* [Data listing]
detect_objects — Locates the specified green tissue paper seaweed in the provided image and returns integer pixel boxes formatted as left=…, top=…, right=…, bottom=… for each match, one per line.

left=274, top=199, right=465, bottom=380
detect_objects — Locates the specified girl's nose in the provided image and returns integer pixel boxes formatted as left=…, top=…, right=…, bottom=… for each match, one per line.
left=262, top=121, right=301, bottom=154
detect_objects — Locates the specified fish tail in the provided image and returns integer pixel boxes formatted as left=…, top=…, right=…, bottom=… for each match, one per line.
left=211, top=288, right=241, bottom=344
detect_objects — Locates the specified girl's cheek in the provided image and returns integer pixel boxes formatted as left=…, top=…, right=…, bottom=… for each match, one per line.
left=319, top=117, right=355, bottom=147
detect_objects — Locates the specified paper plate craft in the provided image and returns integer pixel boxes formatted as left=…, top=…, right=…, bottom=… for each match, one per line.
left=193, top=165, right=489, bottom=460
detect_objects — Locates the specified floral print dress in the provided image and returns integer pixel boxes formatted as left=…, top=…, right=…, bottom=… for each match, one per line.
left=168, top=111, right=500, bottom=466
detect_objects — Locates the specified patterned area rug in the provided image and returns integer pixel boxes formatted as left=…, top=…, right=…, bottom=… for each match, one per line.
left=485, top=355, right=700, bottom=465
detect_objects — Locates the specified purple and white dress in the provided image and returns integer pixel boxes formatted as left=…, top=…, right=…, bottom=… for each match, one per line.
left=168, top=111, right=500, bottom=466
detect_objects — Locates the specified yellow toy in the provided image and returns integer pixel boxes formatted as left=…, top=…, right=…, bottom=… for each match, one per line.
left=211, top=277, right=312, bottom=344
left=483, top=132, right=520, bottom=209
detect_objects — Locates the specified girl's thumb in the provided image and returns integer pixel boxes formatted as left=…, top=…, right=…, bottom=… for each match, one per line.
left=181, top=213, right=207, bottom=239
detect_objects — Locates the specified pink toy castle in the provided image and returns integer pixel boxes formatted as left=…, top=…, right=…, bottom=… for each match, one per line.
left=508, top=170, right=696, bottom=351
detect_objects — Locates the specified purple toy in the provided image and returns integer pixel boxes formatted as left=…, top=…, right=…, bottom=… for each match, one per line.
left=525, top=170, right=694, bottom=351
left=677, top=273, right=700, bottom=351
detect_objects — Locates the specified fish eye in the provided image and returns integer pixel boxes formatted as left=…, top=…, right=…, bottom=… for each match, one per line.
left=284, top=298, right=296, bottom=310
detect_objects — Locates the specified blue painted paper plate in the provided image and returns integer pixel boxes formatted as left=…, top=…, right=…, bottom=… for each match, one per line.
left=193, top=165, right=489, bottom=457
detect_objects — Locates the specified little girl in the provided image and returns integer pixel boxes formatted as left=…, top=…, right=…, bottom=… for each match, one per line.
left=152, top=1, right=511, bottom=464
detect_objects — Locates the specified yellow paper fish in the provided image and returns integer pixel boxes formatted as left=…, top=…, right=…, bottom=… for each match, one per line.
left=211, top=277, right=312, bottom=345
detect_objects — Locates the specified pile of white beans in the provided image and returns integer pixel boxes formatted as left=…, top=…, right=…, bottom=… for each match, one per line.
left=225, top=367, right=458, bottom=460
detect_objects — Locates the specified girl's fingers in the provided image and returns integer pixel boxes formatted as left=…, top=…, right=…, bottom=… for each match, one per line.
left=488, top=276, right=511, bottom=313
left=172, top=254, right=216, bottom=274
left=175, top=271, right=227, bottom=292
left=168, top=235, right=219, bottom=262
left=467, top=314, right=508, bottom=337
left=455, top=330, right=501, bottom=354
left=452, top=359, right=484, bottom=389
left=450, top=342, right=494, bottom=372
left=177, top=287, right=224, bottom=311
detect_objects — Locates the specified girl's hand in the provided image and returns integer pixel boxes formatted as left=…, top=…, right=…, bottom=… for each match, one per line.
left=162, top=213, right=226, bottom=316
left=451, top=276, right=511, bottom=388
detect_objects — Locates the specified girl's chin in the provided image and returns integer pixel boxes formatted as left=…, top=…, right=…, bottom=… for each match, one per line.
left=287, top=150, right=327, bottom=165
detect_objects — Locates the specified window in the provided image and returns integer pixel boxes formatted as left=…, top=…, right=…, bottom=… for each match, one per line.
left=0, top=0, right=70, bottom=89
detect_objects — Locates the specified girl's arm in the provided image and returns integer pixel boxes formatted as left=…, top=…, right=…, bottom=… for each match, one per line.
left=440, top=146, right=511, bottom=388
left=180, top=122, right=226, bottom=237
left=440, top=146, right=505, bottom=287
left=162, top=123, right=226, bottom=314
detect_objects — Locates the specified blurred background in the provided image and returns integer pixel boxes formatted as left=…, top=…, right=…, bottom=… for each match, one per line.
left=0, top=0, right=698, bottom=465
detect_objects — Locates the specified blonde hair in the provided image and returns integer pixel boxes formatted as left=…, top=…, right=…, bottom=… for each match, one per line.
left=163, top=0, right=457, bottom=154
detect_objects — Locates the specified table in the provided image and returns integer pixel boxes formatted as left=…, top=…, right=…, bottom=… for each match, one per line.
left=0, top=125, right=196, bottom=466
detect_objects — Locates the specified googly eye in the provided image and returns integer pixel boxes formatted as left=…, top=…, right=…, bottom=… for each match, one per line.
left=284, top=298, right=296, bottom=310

* [Problem]
Exactly reproduce every record.

* [Answer to the problem]
detect_objects — Locates the specified green tissue paper seaweed in the provided image and returns integer pixel boxes formatted as left=…, top=…, right=…, bottom=… for each match, one per line.

left=274, top=199, right=465, bottom=380
detect_objects — Locates the specified girl's nose in the provided image and returns integer pixel boxes formatted as left=…, top=…, right=…, bottom=… for each match, one per line.
left=262, top=121, right=301, bottom=154
detect_objects — Locates the specified fish tail in the provided image and returns integer pixel boxes formatted as left=…, top=…, right=…, bottom=… for each match, one per line.
left=211, top=288, right=241, bottom=344
detect_objects — Locates the specified girl's cheek in the provided image and returns integer pixel boxes formatted as left=…, top=…, right=…, bottom=… for each match, one per line.
left=319, top=117, right=355, bottom=147
detect_objects — Locates the specified paper plate craft in the provided image and returns integer pixel boxes formatted as left=…, top=…, right=…, bottom=… for each match, one per line.
left=193, top=165, right=489, bottom=460
detect_objects — Locates the specified floral print dress in the provided image and returns integer pixel boxes formatted as left=…, top=…, right=…, bottom=… for each match, one per line.
left=168, top=111, right=500, bottom=466
detect_objects — Locates the specified patterned area rug in the provided image and returns integer pixel boxes formatted as left=…, top=…, right=…, bottom=… for each match, one per line.
left=485, top=355, right=700, bottom=465
detect_objects — Locates the specified purple and white dress in the provided image and returns integer pixel boxes formatted as left=…, top=…, right=…, bottom=… for each match, one per line.
left=168, top=111, right=500, bottom=466
detect_objects — Locates the specified yellow toy in the provided image and returns integer pixel boxes formatted as left=…, top=…, right=…, bottom=… for each match, one per line.
left=211, top=277, right=312, bottom=344
left=483, top=132, right=520, bottom=209
detect_objects — Locates the specified girl's thumb in the provided image and returns integer pixel boxes formatted as left=…, top=…, right=…, bottom=… for each match, one per line.
left=181, top=213, right=207, bottom=239
detect_objects — Locates the specified pink toy castle in the provided image and returns integer pixel boxes formatted as left=…, top=…, right=…, bottom=… for each match, one per line.
left=508, top=170, right=696, bottom=351
detect_objects — Locates the specified purple toy in the provided image and returns integer pixel boxes formatted as left=…, top=…, right=…, bottom=… for each match, one per line.
left=525, top=170, right=694, bottom=351
left=677, top=273, right=700, bottom=351
detect_objects — Locates the specified fish eye in the provided image and returns integer pixel boxes formatted as left=…, top=…, right=…, bottom=… for each match, one per line.
left=284, top=298, right=296, bottom=310
detect_objects — Locates the specified blue painted paper plate in the provided image and returns integer pixel boxes formatted as left=…, top=…, right=…, bottom=… for each match, one per line.
left=193, top=165, right=489, bottom=457
detect_objects — Locates the specified little girl in the provided image and returns integer pixel boxes formatted as left=…, top=…, right=…, bottom=… for each match, one per line.
left=152, top=1, right=511, bottom=464
detect_objects — Locates the specified yellow paper fish in the provided image and returns integer pixel boxes formatted as left=…, top=…, right=…, bottom=… for each match, one per line.
left=211, top=277, right=312, bottom=345
detect_objects — Locates the specified pile of white beans in the provided image and returns integer pixel boxes formatted as left=…, top=…, right=…, bottom=… for each match, one per line.
left=225, top=367, right=458, bottom=460
detect_objects — Locates the specified girl's fingers in the provided image and returns integer pixel boxes formatted as left=…, top=…, right=…, bottom=… for each match, one per line.
left=488, top=276, right=511, bottom=313
left=172, top=254, right=216, bottom=274
left=175, top=271, right=227, bottom=292
left=168, top=235, right=219, bottom=262
left=467, top=314, right=508, bottom=337
left=455, top=330, right=501, bottom=354
left=452, top=359, right=484, bottom=389
left=450, top=342, right=494, bottom=372
left=177, top=287, right=224, bottom=311
detect_objects — Locates the specified girl's hand in the provided image and returns integer pixel boxes formatted as left=…, top=…, right=…, bottom=… for each match, one per line.
left=162, top=213, right=226, bottom=316
left=451, top=276, right=511, bottom=388
detect_objects — Locates the specified girl's chin in the provided image and returns integer pixel boxes formatted as left=…, top=…, right=…, bottom=… for each match, one per line.
left=287, top=150, right=327, bottom=165
detect_objects — Locates the specified window in the provided image and returns integer pixel boxes formatted as left=…, top=…, right=…, bottom=… for each match, one per line.
left=0, top=0, right=70, bottom=89
detect_objects — Locates the specified girl's arm in the provided image and returns integer pixel boxes formatted as left=…, top=…, right=…, bottom=… for each match, one per line.
left=440, top=146, right=511, bottom=388
left=180, top=122, right=226, bottom=237
left=440, top=146, right=505, bottom=287
left=162, top=123, right=226, bottom=314
detect_objects — Locates the specified blurred background in the provided image and returns integer pixel boxes formatted as left=…, top=…, right=…, bottom=… for each match, one per line.
left=0, top=0, right=698, bottom=465
detect_objects — Locates the specified blonde hair in the provided image and returns integer pixel boxes formatted as left=…, top=…, right=…, bottom=… for each match, one per line.
left=163, top=0, right=457, bottom=154
detect_objects — Locates the specified table in the provided image and returns integer pixel boxes formatted as left=…, top=…, right=…, bottom=… for each match, one per line.
left=0, top=125, right=196, bottom=466
detect_objects — Locates the specified googly eye in the provided image and returns integer pixel boxes formatted as left=…, top=…, right=…, bottom=… for each match, one per line.
left=284, top=298, right=296, bottom=310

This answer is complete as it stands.